:: Brontekst ::
::::

Duitsland kent, evenals Nederland, een systeem van gefinancierde rechtsbijstand: de zogenaamde '
Prozesskostenhilfe' of '
PKH'. Meer informatie vindt U
hier.
PKH is mogelijk in civiele en administratiefrechtelijke zaken. Echter, hoewel een verdachte van een strafbaar feit zich in iedere soort strafzaak en in iedere stand van de procedure kan laten bijstaan door een advocaat (een '
Strafverteidiger'), geldt de PKH niet voor strafzaken. De overheid geeft dan niet thuis.
In Duitsland wordt er namelijk vanuit gegaan dat iedere verdachte de kosten van zijn verdediging voor eigen rekening dient te nemen. Er is sprake van een
Wahlverteidiger. Alleen in die zaken waarin de verdachte zichzelf niet kan verdedigen of sprake is van een ernstig misdrijf of bijzonder zwaar nadeel voor de persoon van de verdachte dreigt, bemoeit de overheid zich met de verdediging. In dat geval wordt een zogenaamde
Pflichtverteidiger aangewezen, waarbij overigens niet wordt gekeken naar de hoogte van het inkomen of het vermogen van de verdachte. De kosten van de
Pflichtverteidiger moeten echter uiteindelijk ook door de verdachte worden betaald, maar er is sprake van een verlaagd tarief, en de
Strafverteidiger declareert in beginsel bij de Duitse Staat. Die verhaalt zich later weer op de verdachte.

::::

:: Geëxtraheerde gegevens ::
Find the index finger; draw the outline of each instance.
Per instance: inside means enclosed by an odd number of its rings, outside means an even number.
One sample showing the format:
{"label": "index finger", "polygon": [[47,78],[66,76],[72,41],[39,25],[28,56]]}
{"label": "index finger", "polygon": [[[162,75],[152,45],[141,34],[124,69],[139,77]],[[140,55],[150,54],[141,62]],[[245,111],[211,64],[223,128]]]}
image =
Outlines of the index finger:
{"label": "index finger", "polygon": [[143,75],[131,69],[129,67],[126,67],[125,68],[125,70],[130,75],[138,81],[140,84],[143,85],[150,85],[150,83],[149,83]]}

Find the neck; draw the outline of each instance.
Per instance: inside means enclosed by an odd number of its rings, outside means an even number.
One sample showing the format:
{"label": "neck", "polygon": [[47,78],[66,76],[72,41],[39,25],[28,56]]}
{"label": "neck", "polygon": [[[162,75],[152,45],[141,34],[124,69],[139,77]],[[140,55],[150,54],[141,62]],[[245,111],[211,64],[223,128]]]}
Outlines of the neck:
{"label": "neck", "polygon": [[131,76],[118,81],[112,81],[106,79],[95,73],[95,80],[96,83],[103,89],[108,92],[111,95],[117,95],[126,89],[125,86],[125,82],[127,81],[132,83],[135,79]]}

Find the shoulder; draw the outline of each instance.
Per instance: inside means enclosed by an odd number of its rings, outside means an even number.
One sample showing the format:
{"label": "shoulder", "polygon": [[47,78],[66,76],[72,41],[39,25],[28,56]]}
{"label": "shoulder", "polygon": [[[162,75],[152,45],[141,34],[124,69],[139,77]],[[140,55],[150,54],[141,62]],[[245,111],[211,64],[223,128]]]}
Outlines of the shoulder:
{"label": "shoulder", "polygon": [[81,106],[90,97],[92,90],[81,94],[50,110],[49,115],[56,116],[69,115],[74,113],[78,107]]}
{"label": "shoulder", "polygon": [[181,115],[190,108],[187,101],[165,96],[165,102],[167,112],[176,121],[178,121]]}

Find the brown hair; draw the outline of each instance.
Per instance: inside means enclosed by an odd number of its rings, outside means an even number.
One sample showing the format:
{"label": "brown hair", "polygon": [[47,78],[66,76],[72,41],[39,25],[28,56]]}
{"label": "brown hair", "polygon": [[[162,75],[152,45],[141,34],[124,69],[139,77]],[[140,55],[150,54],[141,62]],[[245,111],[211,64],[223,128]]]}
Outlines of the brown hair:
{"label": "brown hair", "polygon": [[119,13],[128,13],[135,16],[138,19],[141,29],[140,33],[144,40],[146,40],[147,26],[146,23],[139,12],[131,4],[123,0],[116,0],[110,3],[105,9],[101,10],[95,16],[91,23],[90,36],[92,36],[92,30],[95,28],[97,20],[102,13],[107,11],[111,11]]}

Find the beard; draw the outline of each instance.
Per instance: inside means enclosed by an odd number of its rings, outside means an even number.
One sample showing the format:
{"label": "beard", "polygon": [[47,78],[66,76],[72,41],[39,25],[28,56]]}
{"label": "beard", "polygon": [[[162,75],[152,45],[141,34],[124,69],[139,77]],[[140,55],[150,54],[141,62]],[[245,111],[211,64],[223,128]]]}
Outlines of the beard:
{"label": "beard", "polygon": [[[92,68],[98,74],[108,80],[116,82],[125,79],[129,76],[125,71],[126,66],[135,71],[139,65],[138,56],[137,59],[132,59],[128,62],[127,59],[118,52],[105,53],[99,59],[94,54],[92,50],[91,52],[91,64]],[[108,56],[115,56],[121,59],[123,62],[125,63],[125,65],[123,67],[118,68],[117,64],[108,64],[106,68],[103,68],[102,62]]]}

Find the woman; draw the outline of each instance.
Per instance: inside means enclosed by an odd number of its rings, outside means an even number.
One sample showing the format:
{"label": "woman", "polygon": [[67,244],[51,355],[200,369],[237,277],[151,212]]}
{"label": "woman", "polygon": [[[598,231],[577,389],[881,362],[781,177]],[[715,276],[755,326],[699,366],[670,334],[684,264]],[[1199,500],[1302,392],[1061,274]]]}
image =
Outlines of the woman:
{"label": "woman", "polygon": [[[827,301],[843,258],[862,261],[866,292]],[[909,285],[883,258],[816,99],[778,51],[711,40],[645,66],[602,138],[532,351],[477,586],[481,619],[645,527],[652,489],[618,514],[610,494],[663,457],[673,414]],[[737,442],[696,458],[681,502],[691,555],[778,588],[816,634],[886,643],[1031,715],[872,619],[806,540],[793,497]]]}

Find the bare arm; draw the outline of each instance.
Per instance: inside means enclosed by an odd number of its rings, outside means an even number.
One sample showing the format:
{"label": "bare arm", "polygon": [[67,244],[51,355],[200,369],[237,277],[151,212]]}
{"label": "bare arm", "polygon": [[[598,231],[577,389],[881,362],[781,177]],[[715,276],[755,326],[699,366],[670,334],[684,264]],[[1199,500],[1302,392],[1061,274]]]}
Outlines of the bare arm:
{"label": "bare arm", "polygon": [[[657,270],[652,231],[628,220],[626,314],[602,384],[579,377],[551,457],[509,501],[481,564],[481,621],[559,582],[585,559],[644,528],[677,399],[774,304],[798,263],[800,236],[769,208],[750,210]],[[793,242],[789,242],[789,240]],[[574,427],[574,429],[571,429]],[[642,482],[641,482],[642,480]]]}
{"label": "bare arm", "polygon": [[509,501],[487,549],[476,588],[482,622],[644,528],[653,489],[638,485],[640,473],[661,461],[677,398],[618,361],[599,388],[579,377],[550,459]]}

::::

:: Opdracht 1 ::
Geef bij elk van de volgende uitspraken aan of de brontekst ermee overeenstemt, met ja of nee en de doorslaggevende woorden uit de tekst letterlijk geciteerd. (a) PKH geldt ook voor strafzaken. (b) Bij het aanwijzen van een Pflichtverteidiger wordt gekeken naar het inkomen van de verdachte. (c) De kosten van de Pflichtverteidiger worden uiteindelijk door de verdachte betaald.
:: Opdracht 2 ::
Kopieer uit de brontekst het stuk dat begint met "In Duitsland wordt" en doorloopt tot en met "op de verdachte.".

:: Volledig antwoord 1 ::
(a) Nee: "geldt de PKH niet voor strafzaken".
(b) Nee: "waarbij overigens niet wordt gekeken naar de hoogte van het inkomen of het vermogen van de verdachte".
(c) Ja: "De kosten van de Pflichtverteidiger moeten echter uiteindelijk ook door de verdachte worden betaald".

:: Volledig antwoord 2 ::
In Duitsland wordt er namelijk vanuit gegaan dat iedere verdachte de kosten van zijn verdediging voor eigen rekening dient te nemen. Er is sprake van een
Wahlverteidiger. Alleen in die zaken waarin de verdachte zichzelf niet kan verdedigen of sprake is van een ernstig misdrijf of bijzonder zwaar nadeel voor de persoon van de verdachte dreigt, bemoeit de overheid zich met de verdediging. In dat geval wordt een zogenaamde
Pflichtverteidiger aangewezen, waarbij overigens niet wordt gekeken naar de hoogte van het inkomen of het vermogen van de verdachte. De kosten van de
Pflichtverteidiger moeten echter uiteindelijk ook door de verdachte worden betaald, maar er is sprake van een verlaagd tarief, en de
Strafverteidiger declareert in beginsel bij de Duitse Staat. Die verhaalt zich later weer op de verdachte.